Stated goal
In the passage on pastoral approval below, the writer quotes from a book of their own. What is the book's title, and which chapter is quoted?

Extract
========

As for friends, and this is something that I think really trips people up, you have known some of these people for years and years. Suddenly you are in the middle of what you consider to be a fight for your life and you go to your friends, and you realize that now you don’t have any friends. This is salt on open wounds, because you’re confused. You really honestly believed that these people had your back. No, they would sell you out in a minute for pastoral approval. Now you are stuck because you have so atrophied your sense of self and achievement that you cannot project into the future your own existence. That is probably one of the loneliest places to be in the world.

But I’m going to tell you the truth; you have no one to blame but yourself. You let somebody tell you that your existence was contingent on the approval of other people.

I’m going to cite an excerpt from my book, Blight in the Vineyard. This is from the chapter “Interpersonal Train Wreck”.

Now pause and digest the system dynamic I just laid out in detail and take inventory of the cause of your emotional upheaval. This is why you feel so utterly betrayed and so deeply wounded. This is why you ache with despair that will not go away. You offered the sum of self, and people presumed the moral right to accept or reject the deepest parts of you and call their actions “spiritual.”  They spent your relationship like dollar bills in the pastoral g-string on a private authority lap dance.

No one can sustain this kind of utter personal rejection. No one can sustain others using unearned intimacy to fill out their Christian authenticity balance sheet. So when you rightly complained about the mistreatment, they were brazen in defense, “Forgive me IF I sinned against you, but since I am the authority in this interaction, I can say this conflict really exists because YOU are the problem.”

Sacrifice is the fulcrum of this control.

Here’s the real meaning of the doctrine of self-sacrifice: You are not entitled to your mind, you are not entitled to your ideas, you are not entitled to your own aspirations, goals, or desires. If self-sacrifice is your moral standard, how can you object to any idea? The fact is you have forfeited your right to any personal opinion. You have no moral right to resist the preacher, no matter how atrocious, how grotesque his demands.

========

Saved data entries
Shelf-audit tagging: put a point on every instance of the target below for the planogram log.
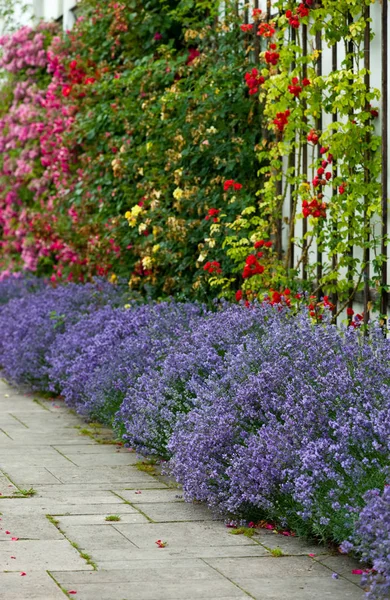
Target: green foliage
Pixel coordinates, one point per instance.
(168, 122)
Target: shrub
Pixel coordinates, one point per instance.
(122, 344)
(30, 324)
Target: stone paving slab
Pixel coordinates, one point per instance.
(144, 496)
(283, 578)
(35, 585)
(149, 580)
(114, 475)
(100, 519)
(182, 535)
(40, 555)
(79, 482)
(22, 526)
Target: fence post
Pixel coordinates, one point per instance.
(384, 293)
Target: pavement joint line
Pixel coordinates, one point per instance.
(315, 559)
(124, 536)
(40, 403)
(84, 555)
(63, 590)
(133, 506)
(228, 578)
(59, 480)
(19, 420)
(64, 455)
(5, 433)
(11, 480)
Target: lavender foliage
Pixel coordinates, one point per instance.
(30, 324)
(372, 542)
(261, 414)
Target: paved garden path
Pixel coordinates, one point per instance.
(58, 541)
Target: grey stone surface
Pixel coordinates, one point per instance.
(79, 482)
(182, 535)
(286, 578)
(40, 555)
(26, 528)
(143, 495)
(35, 585)
(166, 512)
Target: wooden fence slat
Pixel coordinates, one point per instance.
(384, 26)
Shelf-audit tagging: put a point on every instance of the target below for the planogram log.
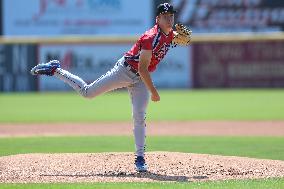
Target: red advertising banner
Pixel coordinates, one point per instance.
(238, 64)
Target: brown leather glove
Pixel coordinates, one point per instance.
(182, 35)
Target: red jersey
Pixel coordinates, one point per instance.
(155, 40)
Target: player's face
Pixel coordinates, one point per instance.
(166, 20)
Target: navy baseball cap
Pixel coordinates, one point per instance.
(164, 8)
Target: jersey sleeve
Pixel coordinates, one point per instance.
(146, 43)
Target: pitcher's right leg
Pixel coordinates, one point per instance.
(117, 77)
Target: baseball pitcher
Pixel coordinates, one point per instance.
(131, 71)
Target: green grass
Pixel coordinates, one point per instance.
(240, 184)
(257, 147)
(174, 105)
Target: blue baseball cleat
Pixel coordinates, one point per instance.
(46, 68)
(140, 164)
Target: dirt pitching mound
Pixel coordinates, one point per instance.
(119, 167)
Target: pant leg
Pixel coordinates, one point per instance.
(140, 99)
(117, 77)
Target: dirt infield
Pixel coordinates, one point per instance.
(118, 167)
(114, 167)
(190, 128)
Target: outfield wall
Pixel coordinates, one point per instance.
(211, 61)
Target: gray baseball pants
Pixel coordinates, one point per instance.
(118, 77)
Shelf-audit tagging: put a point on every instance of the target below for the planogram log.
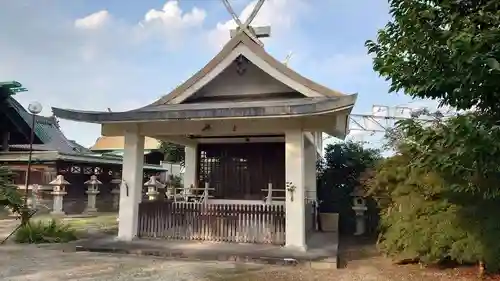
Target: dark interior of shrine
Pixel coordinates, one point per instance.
(241, 170)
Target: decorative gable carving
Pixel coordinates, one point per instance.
(241, 81)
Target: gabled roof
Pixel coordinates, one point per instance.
(242, 39)
(47, 131)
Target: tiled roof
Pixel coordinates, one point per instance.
(117, 143)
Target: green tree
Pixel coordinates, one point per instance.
(174, 153)
(447, 50)
(340, 173)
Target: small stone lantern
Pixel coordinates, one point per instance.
(59, 190)
(153, 184)
(170, 191)
(92, 191)
(359, 207)
(116, 192)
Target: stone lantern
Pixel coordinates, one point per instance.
(170, 191)
(92, 191)
(59, 190)
(359, 207)
(116, 192)
(153, 184)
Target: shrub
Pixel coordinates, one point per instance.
(45, 232)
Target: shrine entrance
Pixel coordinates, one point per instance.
(242, 171)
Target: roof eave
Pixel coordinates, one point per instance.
(322, 106)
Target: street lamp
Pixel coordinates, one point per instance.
(34, 108)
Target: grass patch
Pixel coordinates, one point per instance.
(38, 232)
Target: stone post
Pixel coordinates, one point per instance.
(116, 193)
(92, 191)
(153, 184)
(359, 207)
(269, 198)
(59, 190)
(36, 195)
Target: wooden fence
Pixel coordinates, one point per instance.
(239, 223)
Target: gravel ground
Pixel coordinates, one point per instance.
(31, 263)
(28, 262)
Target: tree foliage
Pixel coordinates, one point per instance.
(339, 174)
(174, 153)
(447, 50)
(438, 193)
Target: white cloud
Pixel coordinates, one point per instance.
(93, 21)
(279, 14)
(89, 63)
(172, 17)
(101, 60)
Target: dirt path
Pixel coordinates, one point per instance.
(360, 262)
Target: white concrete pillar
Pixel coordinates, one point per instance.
(131, 188)
(92, 191)
(310, 169)
(190, 166)
(116, 193)
(295, 196)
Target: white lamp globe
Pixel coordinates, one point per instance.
(35, 107)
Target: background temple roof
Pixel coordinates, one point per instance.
(47, 132)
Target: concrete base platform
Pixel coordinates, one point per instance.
(321, 253)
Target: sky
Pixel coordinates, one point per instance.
(96, 54)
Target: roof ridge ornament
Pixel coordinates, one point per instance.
(244, 27)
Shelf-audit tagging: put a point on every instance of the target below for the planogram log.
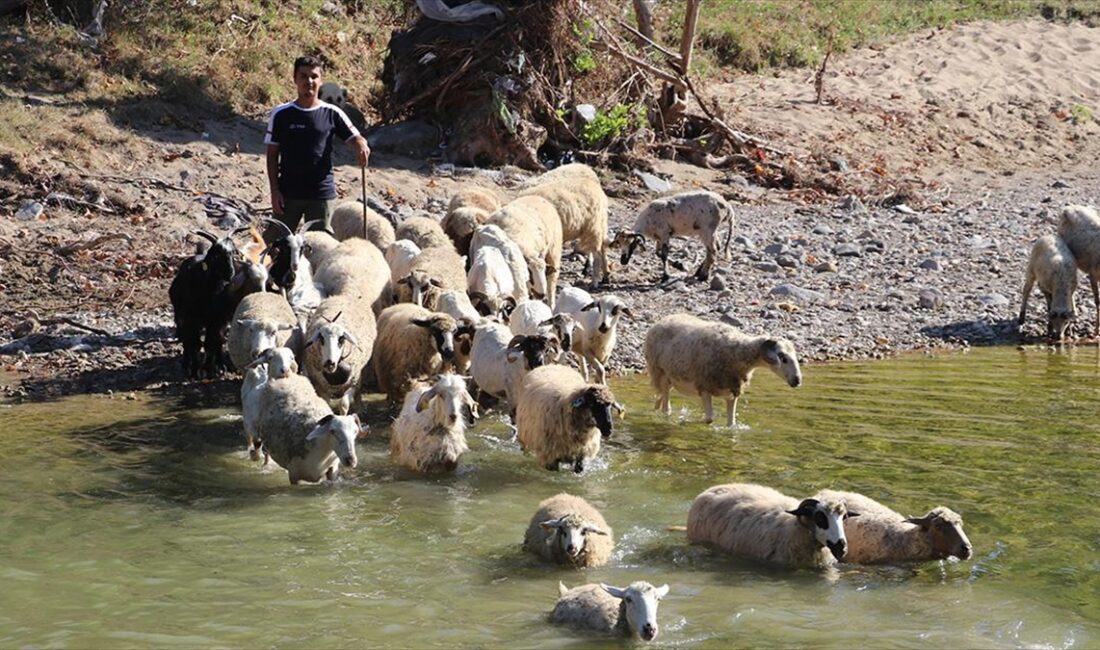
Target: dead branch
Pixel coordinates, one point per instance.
(68, 250)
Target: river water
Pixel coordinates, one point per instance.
(142, 522)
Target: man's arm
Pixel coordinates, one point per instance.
(273, 178)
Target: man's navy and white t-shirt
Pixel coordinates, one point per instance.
(305, 145)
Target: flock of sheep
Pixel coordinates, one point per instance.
(449, 317)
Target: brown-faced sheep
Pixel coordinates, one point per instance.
(712, 360)
(567, 529)
(880, 535)
(629, 612)
(761, 524)
(561, 417)
(1052, 265)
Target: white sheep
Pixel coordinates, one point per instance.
(429, 434)
(1052, 265)
(413, 342)
(1079, 228)
(581, 204)
(629, 612)
(300, 433)
(490, 283)
(535, 317)
(567, 529)
(494, 237)
(469, 208)
(534, 224)
(339, 344)
(596, 327)
(425, 232)
(262, 320)
(499, 361)
(273, 363)
(762, 524)
(881, 536)
(561, 417)
(348, 223)
(691, 213)
(712, 360)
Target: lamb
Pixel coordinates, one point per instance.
(568, 530)
(560, 417)
(762, 524)
(469, 208)
(499, 361)
(429, 434)
(596, 327)
(273, 363)
(881, 536)
(432, 272)
(490, 283)
(261, 321)
(339, 344)
(581, 204)
(629, 612)
(532, 223)
(493, 235)
(413, 342)
(356, 270)
(1054, 267)
(691, 213)
(425, 232)
(348, 222)
(712, 359)
(1079, 228)
(300, 433)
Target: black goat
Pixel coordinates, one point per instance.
(205, 294)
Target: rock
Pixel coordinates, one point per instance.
(931, 299)
(847, 250)
(788, 261)
(993, 300)
(413, 139)
(798, 293)
(585, 111)
(30, 211)
(653, 183)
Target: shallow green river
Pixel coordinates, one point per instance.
(136, 524)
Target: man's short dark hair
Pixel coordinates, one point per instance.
(308, 62)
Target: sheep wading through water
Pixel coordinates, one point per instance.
(712, 360)
(762, 524)
(691, 213)
(1052, 265)
(629, 612)
(568, 530)
(561, 418)
(881, 535)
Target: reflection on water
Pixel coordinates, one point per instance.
(135, 524)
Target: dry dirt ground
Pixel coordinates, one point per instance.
(963, 145)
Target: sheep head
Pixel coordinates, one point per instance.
(944, 528)
(825, 519)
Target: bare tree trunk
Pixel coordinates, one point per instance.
(644, 13)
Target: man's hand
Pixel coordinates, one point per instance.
(277, 204)
(364, 151)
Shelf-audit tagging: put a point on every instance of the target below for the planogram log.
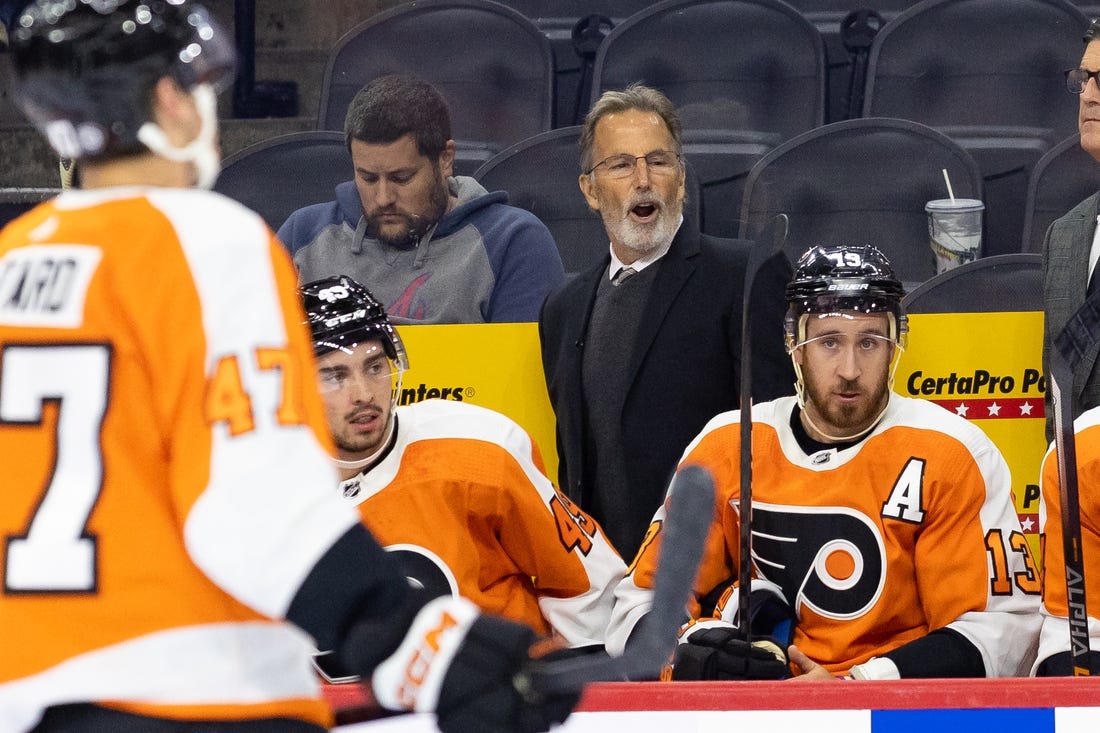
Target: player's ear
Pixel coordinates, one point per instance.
(174, 111)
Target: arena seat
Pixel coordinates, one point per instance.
(994, 284)
(492, 65)
(540, 175)
(859, 182)
(767, 84)
(277, 176)
(1064, 177)
(987, 73)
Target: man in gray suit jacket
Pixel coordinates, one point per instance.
(1073, 245)
(642, 350)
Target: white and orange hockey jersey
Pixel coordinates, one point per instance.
(463, 499)
(166, 482)
(1055, 634)
(910, 531)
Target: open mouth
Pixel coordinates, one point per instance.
(644, 211)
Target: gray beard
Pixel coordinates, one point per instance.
(642, 239)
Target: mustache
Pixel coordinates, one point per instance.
(644, 199)
(370, 411)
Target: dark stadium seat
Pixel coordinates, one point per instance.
(1064, 177)
(847, 66)
(540, 175)
(277, 176)
(988, 73)
(744, 74)
(14, 200)
(726, 64)
(859, 182)
(493, 66)
(999, 284)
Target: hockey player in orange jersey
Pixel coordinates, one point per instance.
(882, 526)
(171, 550)
(455, 490)
(1054, 658)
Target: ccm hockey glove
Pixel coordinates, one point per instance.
(462, 664)
(713, 649)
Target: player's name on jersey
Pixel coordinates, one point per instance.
(45, 285)
(980, 381)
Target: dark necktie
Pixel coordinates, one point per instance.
(623, 275)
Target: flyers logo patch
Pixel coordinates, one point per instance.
(829, 559)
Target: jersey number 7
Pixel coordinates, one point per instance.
(55, 553)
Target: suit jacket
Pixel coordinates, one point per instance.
(1065, 285)
(685, 364)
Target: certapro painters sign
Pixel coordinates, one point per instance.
(988, 368)
(983, 367)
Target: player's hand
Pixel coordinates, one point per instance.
(479, 692)
(807, 668)
(713, 649)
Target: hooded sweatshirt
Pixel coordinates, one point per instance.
(484, 261)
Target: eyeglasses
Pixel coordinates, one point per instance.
(658, 163)
(1078, 78)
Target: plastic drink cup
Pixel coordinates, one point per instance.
(954, 231)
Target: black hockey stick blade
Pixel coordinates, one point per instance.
(1068, 349)
(690, 513)
(761, 252)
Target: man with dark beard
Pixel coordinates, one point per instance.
(435, 248)
(454, 490)
(636, 367)
(882, 525)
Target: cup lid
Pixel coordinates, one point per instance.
(954, 205)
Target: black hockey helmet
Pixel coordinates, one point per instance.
(85, 69)
(341, 313)
(836, 279)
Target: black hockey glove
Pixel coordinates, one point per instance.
(712, 649)
(462, 665)
(479, 693)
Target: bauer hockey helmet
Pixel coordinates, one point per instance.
(836, 279)
(85, 69)
(341, 313)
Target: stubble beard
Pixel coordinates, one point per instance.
(416, 226)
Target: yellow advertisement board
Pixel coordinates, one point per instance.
(986, 367)
(495, 365)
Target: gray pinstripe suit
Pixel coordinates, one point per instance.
(1065, 282)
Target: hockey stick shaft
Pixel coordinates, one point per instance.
(690, 514)
(1077, 339)
(760, 254)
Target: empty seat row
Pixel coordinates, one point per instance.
(746, 75)
(860, 181)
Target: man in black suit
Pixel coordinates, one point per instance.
(641, 351)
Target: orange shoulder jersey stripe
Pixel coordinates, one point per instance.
(463, 498)
(166, 484)
(910, 531)
(1055, 635)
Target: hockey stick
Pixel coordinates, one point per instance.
(1078, 337)
(690, 512)
(761, 252)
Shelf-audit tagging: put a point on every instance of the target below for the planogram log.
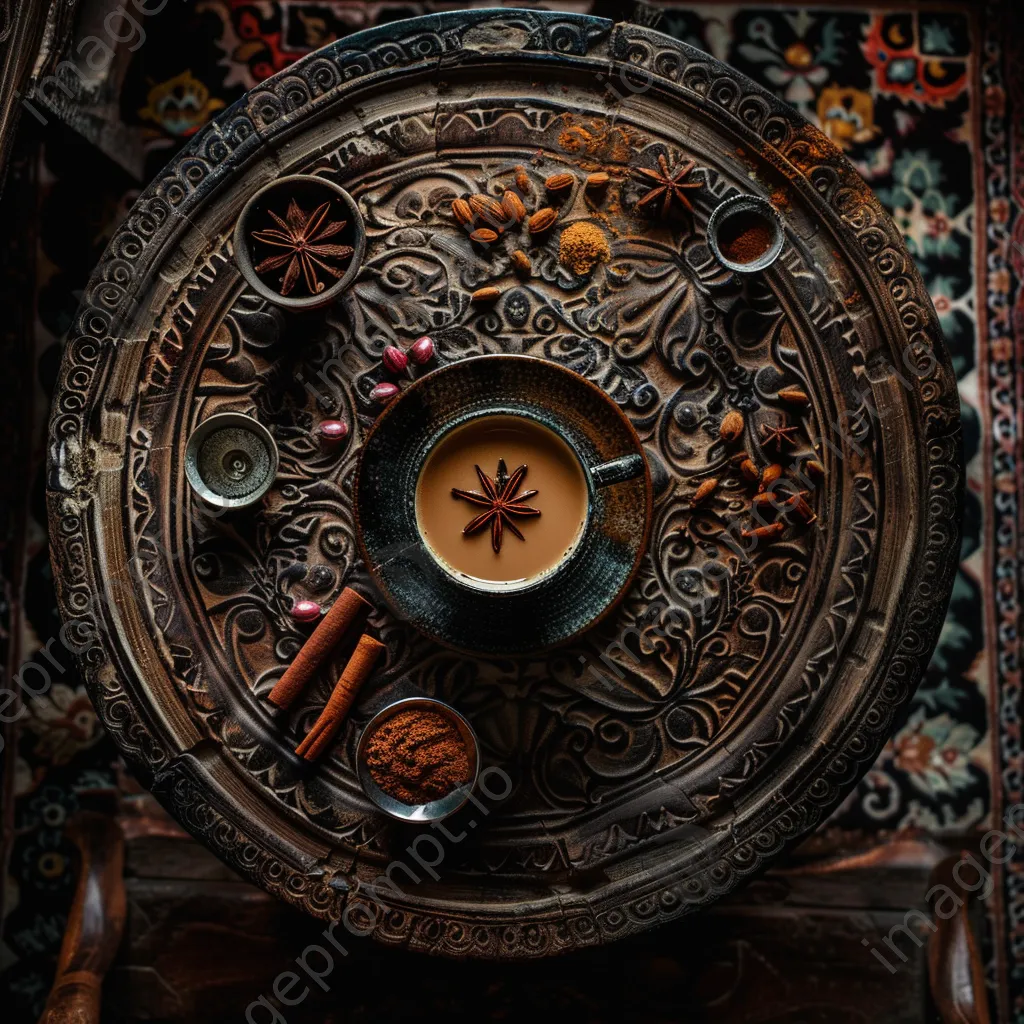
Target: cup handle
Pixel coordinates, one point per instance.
(617, 470)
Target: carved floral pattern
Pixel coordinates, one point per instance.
(692, 693)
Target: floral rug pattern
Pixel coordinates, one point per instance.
(915, 98)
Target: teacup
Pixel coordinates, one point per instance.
(571, 526)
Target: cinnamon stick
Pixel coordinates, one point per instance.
(353, 676)
(312, 653)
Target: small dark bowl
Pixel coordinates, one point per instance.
(309, 192)
(560, 604)
(435, 809)
(754, 206)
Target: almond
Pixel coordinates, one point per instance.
(462, 211)
(542, 220)
(513, 207)
(731, 427)
(795, 396)
(770, 475)
(521, 261)
(559, 182)
(749, 470)
(706, 488)
(484, 206)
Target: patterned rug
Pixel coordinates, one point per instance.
(929, 104)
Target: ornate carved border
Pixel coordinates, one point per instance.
(84, 431)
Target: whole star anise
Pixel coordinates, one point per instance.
(778, 435)
(668, 185)
(302, 239)
(501, 501)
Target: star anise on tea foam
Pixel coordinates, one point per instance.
(501, 502)
(667, 185)
(301, 238)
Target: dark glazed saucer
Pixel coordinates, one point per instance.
(560, 604)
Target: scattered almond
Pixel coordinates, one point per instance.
(559, 182)
(706, 489)
(513, 207)
(770, 475)
(485, 206)
(521, 261)
(731, 427)
(462, 211)
(795, 396)
(542, 220)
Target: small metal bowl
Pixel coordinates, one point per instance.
(230, 460)
(436, 809)
(309, 190)
(747, 205)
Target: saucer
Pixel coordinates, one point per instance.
(562, 603)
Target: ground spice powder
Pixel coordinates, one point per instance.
(744, 237)
(418, 756)
(581, 246)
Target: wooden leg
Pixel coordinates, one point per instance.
(954, 969)
(95, 923)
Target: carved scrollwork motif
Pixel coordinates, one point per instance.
(691, 699)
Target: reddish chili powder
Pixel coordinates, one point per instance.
(418, 756)
(744, 237)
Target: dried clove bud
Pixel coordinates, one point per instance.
(707, 488)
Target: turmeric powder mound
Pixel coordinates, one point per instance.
(581, 246)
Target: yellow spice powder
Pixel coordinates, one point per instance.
(581, 246)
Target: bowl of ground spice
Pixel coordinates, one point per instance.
(418, 760)
(745, 233)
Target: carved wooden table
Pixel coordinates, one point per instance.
(737, 692)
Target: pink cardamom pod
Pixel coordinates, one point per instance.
(384, 392)
(422, 350)
(394, 359)
(305, 611)
(332, 431)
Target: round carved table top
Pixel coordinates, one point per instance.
(742, 685)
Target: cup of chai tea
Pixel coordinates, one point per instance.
(503, 504)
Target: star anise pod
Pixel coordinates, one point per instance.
(778, 436)
(501, 501)
(668, 185)
(301, 237)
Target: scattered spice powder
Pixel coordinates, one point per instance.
(744, 237)
(418, 756)
(581, 246)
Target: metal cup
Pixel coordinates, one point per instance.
(230, 461)
(753, 206)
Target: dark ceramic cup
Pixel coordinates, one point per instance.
(553, 606)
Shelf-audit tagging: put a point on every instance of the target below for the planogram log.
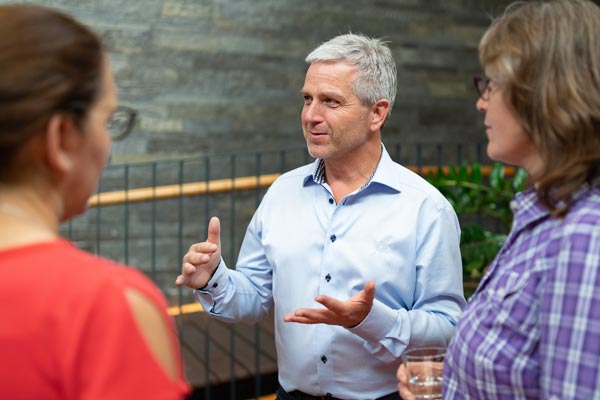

========

Reply to the task
The book is *Blight in the Vineyard*, and the quoted chapter is "Interpersonal Train Wreck".